#### Consigne A:
Répondez à ces questions sur l'article consacré aux robots tueurs :
(i) Dans quelle université Rebecca Gordon enseigne-t-elle ?
(ii) Où s'est tenue la campagne de mars 2019 pour arrêter les robots tueurs ?
(iii) Combien de grammes d'explosifs chaque drone du scénario peut-il transporter ?
#### Consigne B:
Recopiez sans rien changer le passage de l'article sur les robots tueurs qui commence par « Mars 2019 : Campagne » et se termine par « un mur d’acier. ».

#### Document:
AID Association Initiatives Dionysiennes

Ouv zot zié !

Accueil > Politique > Les robots tueurs et les lois nécessaires pour les bloquer.

Traduction d’AID pour Les-crises.fr n° 2022-013

Les robots tueurs et les lois nécessaires pour les bloquer.

Par Rebecca Gordon, traduit par Jocelyne le Boulicaut

lundi 31 janvier 2022, par JMT

AID soutient financièrement le très intéressant site "Les-crises.fr" depuis plusieurs années. Nous avons fait un pas de plus en participant aux traductions des textes anglais quand le site fait appel à la solidarité de ses adhérents. Nous avons donc mandaté une de nos adhérentes, Jocelyne LE BOULICAUT, enseignante universitaire d’anglais retraitée, pour y participer en notre nom et nous indemnisons son temps passé avec notre monnaie interne

Les robots tueurs et les lois nécessaires pour les bloquer.

Le 10 janvier 2022 par Rebecca Gordon

Rebecca Gordon est autrice de American Nuremberg : The U.S. Officials Who Should Stand Trial for Post-9/11 War Crimes (2016). [Le Nuremberg américain : les politiques américains qui devraient être jugés pour les crimes de guerre post-11 Septembre, NdT] – et précédemment, Mainstreaming Torture : Ethical Approaches in the Post-9/11 United States (2014). [Intégration de la torture : approches éthiques dans l’Amérique post-11 Septembre, NdT] Elle enseigne au département de philosophie de l’université de San Francisco. Elle est membre du collectif War Times/Tiempo de Guerras. Vous pouvez la contacter par l’intermédiaire du site Mainstreaming Torture.

Mars 2019 : Campagne pour arrêter les robots tueurs à la porte de Brandebourg à Berlin.

Les systèmes d’armes autonomes mortels (LAWS) et la lutte pour les contrôler.

Voici un scénario à envisager : une force militaire a acheté un million de drones bon marché et jetables, chacun faisant la taille d’un jeu de cartes et chacun capable de transporter trois grammes d’explosifs – assez pour tuer une personne ou, dans une « charge creuse », percer un mur d’acier.

#### Matériel fourni:
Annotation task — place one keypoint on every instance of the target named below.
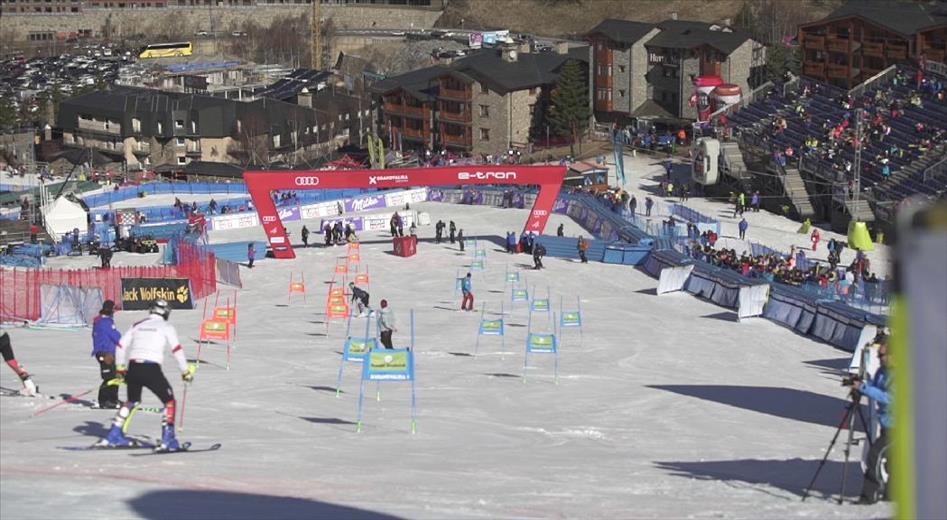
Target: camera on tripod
(850, 380)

#### Réponse rédigée A:
(i) À l'université de San Francisco, au département de philosophie.
(ii) À la porte de Brandebourg, à Berlin.
(iii) Trois grammes.

#### Réponse rédigée B:
Mars 2019 : Campagne pour arrêter les robots tueurs à la porte de Brandebourg à Berlin.

Les systèmes d’armes autonomes mortels (LAWS) et la lutte pour les contrôler.

Voici un scénario à envisager : une force militaire a acheté un million de drones bon marché et jetables, chacun faisant la taille d’un jeu de cartes et chacun capable de transporter trois grammes d’explosifs – assez pour tuer une personne ou, dans une « charge creuse », percer un mur d’acier.